* [Testo del documento]
Si sa che ogni compleanno è occasione di bilanci. Viene naturale tirare le somme, sentire i pesi e i vuoti di quel che si è fatto-dato-avuto-immaginato.
Figuriamoci poi se questo compleanno è quello che segna il mezzo secolo… Per una nostalgica come me, la condanna a 24 ore di ripensamenti e struggenti retrospettive.
Ecco perché, quando il destino ha intrecciato le date di un viaggio con il giorno della mia nascita, ci ho visto un segno del cielo; la voce dell’Universo che perentoria mi intima di guardare non indietro, ma altrove.
Sto trassando, perchè qualche domanda me la faccio lo stesso, tra un aeroporto, un fuso e una passeggiata sopra le nuvole.
Mi chiedo: esiste una scala per misurare una vita di successo? Se guardo la mia strada fin qui, posso dire che il mio conto in banca non pullula di zeri. Che non ho aggiunto la mia firma sul muro della fama. Che non ho ottenuto grandi premi, menzioni speciali né ho fatto qualcosa per cui verrò ricordata dalle generazioni future (per ora 😃)
Posso però dire che la mia vita somiglia in percentuale incredibilmente alta a quella che immaginavo e speravo per me. E posso dire anche che, se la fortuna si misura in amore che ci circonda, beh, decisamente ho sbancato il banco!

* [Consegna a] Seleziona e copia ogni riga dell'elenco che contiene la stringa "each", tenendo conto di maiuscole e minuscole.
Il testo e l'elenco provengono da fonti diverse.

* [Materiale da elaborare]
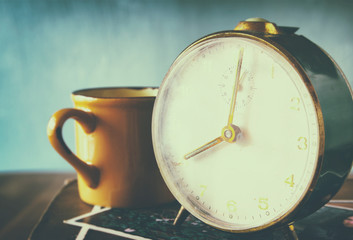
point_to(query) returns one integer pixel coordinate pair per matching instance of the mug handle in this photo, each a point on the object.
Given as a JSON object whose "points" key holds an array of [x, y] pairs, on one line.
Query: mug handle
{"points": [[89, 173]]}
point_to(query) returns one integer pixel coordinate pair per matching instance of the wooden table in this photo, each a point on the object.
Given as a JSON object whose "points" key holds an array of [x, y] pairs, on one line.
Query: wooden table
{"points": [[23, 199], [25, 196]]}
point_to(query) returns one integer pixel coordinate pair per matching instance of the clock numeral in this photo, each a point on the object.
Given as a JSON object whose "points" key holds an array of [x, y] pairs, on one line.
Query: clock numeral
{"points": [[290, 180], [232, 206], [302, 143], [295, 102], [203, 189], [263, 203]]}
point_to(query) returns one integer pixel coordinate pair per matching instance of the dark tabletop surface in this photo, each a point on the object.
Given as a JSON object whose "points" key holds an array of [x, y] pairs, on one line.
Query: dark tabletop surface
{"points": [[24, 197]]}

* [Consegna b] Riproduci parola per parola il testo del documento, cominciando da "Figuriamoci poi se" e terminando con "e struggenti retrospettive.".

* [Risultato completo a]
point_to(query) returns one integer pixel coordinate pair per matching instance of the mug handle in this photo, each a point on the object.
point_to(query) returns one integer pixel coordinate pair per matching instance of the wooden table in this photo, each a point on the object.
point_to(query) returns one integer pixel coordinate pair per matching instance of the clock numeral in this photo, each a point on the object.
point_to(query) returns one integer pixel coordinate pair per matching instance of the dark tabletop surface in this photo, each a point on the object.

* [Risultato completo b]
Figuriamoci poi se questo compleanno è quello che segna il mezzo secolo… Per una nostalgica come me, la condanna a 24 ore di ripensamenti e struggenti retrospettive.